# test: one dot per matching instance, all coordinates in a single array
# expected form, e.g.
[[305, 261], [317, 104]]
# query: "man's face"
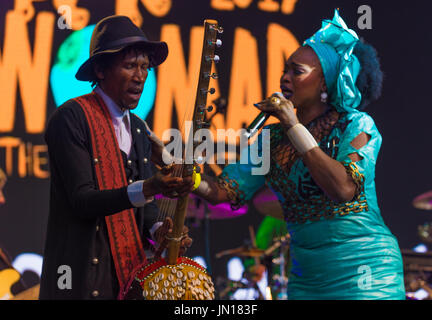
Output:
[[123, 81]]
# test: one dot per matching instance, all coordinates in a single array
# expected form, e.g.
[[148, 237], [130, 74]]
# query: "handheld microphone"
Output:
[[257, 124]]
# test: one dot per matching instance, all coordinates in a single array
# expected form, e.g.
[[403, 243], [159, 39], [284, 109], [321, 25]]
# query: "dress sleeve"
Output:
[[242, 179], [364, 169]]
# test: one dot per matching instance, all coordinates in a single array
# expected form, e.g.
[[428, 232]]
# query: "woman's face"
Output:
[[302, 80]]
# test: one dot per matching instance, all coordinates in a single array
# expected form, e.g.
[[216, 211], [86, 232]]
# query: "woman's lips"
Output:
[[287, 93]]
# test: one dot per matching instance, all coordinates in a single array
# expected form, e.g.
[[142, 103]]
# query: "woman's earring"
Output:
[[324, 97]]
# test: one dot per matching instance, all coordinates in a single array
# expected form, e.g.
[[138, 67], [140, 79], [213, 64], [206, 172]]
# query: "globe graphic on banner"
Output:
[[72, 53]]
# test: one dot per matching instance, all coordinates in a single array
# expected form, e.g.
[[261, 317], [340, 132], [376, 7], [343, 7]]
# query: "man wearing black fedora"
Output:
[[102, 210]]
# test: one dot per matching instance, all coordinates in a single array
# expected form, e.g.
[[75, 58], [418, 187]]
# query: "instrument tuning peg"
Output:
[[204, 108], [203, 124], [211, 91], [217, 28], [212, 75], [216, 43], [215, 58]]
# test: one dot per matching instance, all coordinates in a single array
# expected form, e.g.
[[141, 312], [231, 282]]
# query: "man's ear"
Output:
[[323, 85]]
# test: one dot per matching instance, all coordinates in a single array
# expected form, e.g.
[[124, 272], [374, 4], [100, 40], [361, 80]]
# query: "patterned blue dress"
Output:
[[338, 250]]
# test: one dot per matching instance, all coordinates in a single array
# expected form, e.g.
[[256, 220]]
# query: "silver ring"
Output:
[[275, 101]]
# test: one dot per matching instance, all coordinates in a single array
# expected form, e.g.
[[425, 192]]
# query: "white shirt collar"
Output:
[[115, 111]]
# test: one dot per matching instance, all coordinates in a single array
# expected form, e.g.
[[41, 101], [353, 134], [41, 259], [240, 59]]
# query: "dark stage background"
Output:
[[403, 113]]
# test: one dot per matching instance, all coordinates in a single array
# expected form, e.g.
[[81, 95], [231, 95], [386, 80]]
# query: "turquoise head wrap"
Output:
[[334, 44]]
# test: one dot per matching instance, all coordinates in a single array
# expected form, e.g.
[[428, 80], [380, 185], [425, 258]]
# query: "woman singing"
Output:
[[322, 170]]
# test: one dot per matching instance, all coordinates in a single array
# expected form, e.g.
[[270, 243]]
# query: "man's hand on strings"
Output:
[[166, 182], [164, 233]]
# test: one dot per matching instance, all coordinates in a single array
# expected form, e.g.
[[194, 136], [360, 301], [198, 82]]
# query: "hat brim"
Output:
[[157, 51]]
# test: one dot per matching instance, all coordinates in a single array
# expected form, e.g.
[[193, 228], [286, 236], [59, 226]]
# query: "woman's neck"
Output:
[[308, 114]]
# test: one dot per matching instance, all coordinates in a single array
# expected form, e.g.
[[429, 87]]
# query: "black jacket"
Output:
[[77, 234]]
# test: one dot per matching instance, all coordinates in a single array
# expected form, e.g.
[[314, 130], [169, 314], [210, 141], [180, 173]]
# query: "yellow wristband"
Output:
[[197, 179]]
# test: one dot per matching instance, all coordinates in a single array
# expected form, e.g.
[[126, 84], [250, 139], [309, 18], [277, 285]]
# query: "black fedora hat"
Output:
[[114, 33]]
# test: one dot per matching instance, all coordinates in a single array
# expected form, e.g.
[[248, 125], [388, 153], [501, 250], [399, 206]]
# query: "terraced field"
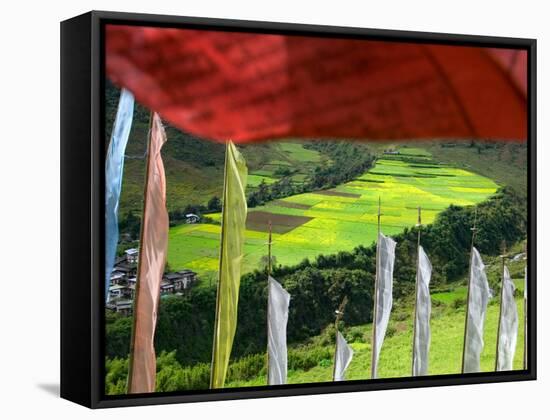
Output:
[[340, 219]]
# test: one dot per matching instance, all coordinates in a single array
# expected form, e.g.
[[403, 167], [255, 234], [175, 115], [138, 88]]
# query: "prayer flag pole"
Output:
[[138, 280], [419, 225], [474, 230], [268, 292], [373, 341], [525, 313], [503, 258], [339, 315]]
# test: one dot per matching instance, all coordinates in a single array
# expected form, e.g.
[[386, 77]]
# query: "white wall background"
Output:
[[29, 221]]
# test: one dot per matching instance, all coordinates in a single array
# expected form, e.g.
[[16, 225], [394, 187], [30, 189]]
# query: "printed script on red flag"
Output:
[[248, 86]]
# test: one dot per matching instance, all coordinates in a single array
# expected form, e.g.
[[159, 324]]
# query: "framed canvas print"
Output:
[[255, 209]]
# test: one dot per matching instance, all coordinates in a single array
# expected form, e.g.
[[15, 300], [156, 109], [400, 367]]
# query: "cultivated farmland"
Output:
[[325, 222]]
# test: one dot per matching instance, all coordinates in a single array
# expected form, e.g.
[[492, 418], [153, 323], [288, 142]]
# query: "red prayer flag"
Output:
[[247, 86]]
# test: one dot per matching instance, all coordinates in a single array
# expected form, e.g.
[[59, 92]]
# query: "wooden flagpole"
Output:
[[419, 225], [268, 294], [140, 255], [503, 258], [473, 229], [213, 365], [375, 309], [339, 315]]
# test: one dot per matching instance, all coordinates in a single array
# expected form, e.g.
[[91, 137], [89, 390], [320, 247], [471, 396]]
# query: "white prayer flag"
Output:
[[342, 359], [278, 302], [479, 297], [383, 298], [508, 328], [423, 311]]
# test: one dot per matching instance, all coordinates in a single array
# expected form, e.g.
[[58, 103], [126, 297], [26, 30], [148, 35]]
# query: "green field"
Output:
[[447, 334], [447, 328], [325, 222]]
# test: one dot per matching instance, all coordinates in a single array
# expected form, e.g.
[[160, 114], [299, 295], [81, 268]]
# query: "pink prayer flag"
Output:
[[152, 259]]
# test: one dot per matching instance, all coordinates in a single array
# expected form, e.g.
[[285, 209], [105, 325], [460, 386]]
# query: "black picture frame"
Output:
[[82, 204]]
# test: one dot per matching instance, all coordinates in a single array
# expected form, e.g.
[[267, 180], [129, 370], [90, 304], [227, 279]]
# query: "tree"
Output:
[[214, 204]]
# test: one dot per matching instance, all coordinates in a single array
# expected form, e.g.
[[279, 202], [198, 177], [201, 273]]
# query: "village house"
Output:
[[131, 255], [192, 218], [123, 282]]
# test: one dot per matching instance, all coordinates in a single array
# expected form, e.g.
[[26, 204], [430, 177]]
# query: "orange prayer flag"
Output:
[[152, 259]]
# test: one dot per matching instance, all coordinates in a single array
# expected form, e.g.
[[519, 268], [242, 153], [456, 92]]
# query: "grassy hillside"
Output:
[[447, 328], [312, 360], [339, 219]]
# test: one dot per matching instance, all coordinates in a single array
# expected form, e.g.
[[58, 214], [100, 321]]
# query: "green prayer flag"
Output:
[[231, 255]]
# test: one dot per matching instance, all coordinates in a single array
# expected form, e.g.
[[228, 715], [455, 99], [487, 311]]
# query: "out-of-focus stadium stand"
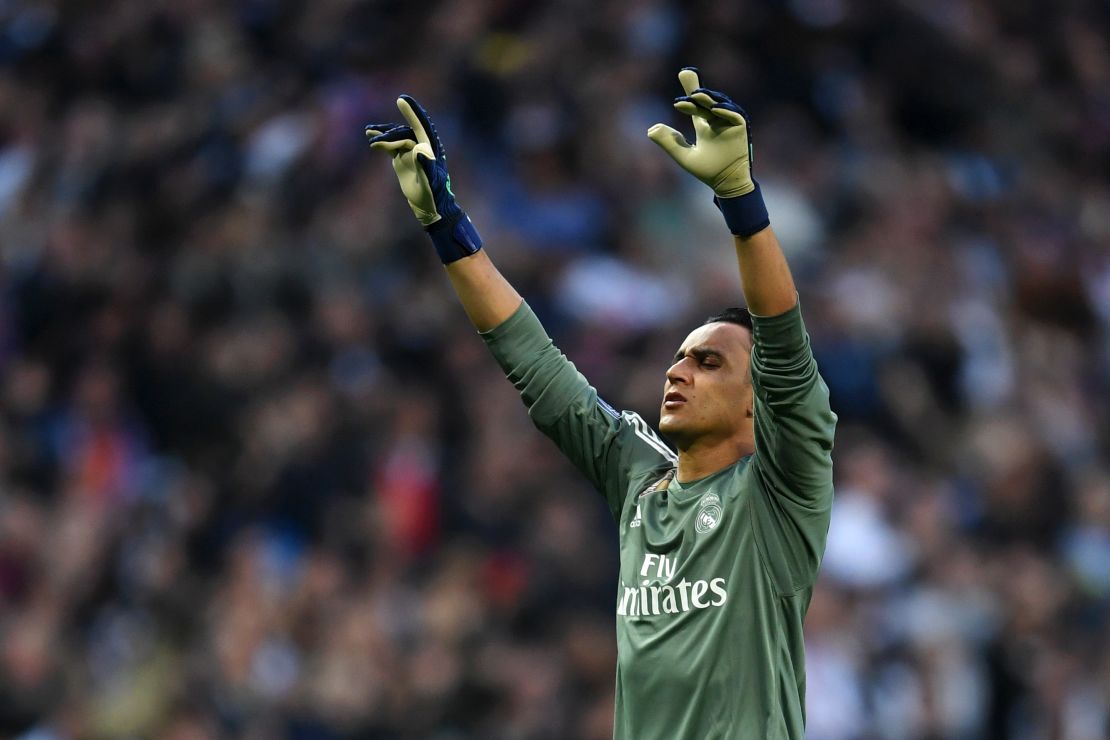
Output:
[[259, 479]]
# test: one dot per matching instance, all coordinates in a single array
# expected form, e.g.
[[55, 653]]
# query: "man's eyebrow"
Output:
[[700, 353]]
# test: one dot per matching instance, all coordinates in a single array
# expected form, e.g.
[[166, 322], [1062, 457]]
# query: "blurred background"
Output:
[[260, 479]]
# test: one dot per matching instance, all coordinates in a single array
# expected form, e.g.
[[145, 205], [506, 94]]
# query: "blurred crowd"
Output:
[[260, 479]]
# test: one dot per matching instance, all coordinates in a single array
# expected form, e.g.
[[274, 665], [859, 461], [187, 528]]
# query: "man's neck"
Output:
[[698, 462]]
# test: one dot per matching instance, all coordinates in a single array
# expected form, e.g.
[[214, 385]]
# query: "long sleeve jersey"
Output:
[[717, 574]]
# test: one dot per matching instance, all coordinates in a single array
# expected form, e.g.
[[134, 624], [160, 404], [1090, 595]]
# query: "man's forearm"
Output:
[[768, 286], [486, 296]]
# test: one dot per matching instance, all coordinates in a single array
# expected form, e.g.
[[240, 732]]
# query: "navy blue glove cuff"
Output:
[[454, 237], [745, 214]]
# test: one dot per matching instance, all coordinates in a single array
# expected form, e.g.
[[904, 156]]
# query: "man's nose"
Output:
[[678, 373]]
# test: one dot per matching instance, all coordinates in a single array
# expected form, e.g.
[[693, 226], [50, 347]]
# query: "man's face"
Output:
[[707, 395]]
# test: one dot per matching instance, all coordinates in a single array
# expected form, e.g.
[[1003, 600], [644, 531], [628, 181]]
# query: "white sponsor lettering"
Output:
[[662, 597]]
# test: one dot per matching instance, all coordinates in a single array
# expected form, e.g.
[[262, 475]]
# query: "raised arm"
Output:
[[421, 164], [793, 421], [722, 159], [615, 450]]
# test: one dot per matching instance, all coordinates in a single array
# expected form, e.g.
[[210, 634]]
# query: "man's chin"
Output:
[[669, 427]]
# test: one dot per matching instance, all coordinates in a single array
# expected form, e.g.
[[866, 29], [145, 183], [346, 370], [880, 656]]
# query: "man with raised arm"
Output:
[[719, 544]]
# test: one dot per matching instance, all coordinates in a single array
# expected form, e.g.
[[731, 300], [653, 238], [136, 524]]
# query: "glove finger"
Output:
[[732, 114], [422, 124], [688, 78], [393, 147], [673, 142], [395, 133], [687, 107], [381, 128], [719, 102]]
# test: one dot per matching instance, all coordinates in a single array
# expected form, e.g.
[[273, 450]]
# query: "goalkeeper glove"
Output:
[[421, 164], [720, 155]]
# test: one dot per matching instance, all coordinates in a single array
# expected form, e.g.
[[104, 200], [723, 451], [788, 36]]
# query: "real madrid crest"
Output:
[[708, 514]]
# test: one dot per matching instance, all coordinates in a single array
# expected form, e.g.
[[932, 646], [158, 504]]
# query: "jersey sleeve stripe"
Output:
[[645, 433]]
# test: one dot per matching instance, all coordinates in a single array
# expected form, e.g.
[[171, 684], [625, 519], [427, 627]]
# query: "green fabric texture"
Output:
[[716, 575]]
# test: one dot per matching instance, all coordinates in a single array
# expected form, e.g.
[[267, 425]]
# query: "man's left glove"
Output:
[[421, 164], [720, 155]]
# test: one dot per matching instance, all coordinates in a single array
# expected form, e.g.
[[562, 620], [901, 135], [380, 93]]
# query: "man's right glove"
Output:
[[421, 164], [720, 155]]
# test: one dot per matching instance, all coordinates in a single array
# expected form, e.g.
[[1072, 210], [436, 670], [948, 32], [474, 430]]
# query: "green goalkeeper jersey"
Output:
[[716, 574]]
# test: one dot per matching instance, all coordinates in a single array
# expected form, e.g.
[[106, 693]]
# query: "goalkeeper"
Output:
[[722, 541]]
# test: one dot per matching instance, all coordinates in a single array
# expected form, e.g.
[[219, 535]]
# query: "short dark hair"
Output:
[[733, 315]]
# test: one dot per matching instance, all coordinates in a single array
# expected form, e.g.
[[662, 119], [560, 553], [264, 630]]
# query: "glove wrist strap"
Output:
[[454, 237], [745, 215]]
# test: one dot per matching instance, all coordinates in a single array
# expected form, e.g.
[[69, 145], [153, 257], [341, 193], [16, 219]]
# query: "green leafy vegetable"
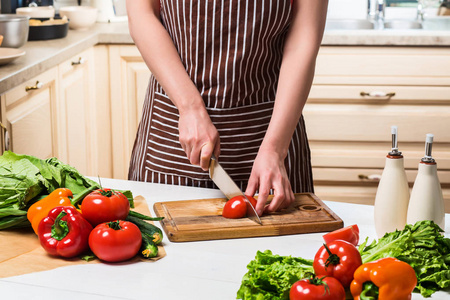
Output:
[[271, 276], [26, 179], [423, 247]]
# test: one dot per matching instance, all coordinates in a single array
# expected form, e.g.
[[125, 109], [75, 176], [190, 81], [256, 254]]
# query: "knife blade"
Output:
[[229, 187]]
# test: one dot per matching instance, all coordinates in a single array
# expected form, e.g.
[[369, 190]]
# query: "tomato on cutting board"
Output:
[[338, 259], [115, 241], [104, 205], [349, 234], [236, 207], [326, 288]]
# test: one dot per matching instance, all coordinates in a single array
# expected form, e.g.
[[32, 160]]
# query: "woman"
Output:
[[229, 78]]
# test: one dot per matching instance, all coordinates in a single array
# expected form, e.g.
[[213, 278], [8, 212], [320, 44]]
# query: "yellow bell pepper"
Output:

• • • • • • •

■ Problem to solve
Copy out the listing above word for word, from its first line through the line holding "[[338, 250]]", including that line. Leave out the pictures.

■ Reply
# test: one dot per matching instance, all coordinates in a single array
# expected form, e.g.
[[305, 261], [317, 104]]
# query: "man's face"
Output:
[[123, 81]]
# test: one dot per matching instance, all coordinates in a single array
# expected form, e.g.
[[148, 237], [130, 74]]
# query: "handheld microphone"
Output:
[[257, 124]]
# test: one dot per matching instance, all coordinates in a single array
# expected form, e.g.
[[403, 243], [159, 39], [284, 109], [321, 25]]
# query: "dress sleeve"
Output:
[[242, 179], [364, 169]]
# test: one dot per matching instance, all coordinates in a single array
# expected form, e.g.
[[428, 232]]
# query: "woman's face"
Output:
[[302, 80]]
# test: one dot per matching instance, all coordinates in a single array
# expected form, e.g.
[[216, 211], [86, 232]]
# query: "woman's lips"
Output:
[[287, 93]]
# test: one dot per matching instance, all coordinates in a single array
# expected form, e.g.
[[142, 103]]
# query: "woman's earring"
Output:
[[324, 97]]
# test: one dot per matching instance, all coordinates in a single array
# expected form, e.g.
[[138, 67], [140, 79], [213, 64], [206, 172]]
# query: "globe graphic on banner"
Output:
[[72, 53]]
# test: one dot per matching instance, all coordinates in a single array
# expected form, e.g.
[[261, 317], [340, 132], [376, 7], [343, 7]]
# query: "man wearing black fedora"
Output:
[[102, 210]]
# test: one dot per matching instance, all coordinates in a single array
# expected form, e.g.
[[75, 58], [418, 187]]
# query: "instrument tuning peg"
Output:
[[204, 108], [203, 124], [211, 91], [217, 28], [212, 75], [216, 43], [215, 58]]
# test: one dot per matching instance, all coordinates in a single array
# expected form, e.g.
[[141, 312], [231, 282]]
# query: "man's ear"
Output:
[[323, 85]]
# test: one dot per matching instance, all coordinates in a single array
# expected form, e.g.
[[124, 272], [374, 4], [100, 40], [361, 80]]
# query: "patterned blue dress"
Output:
[[338, 250]]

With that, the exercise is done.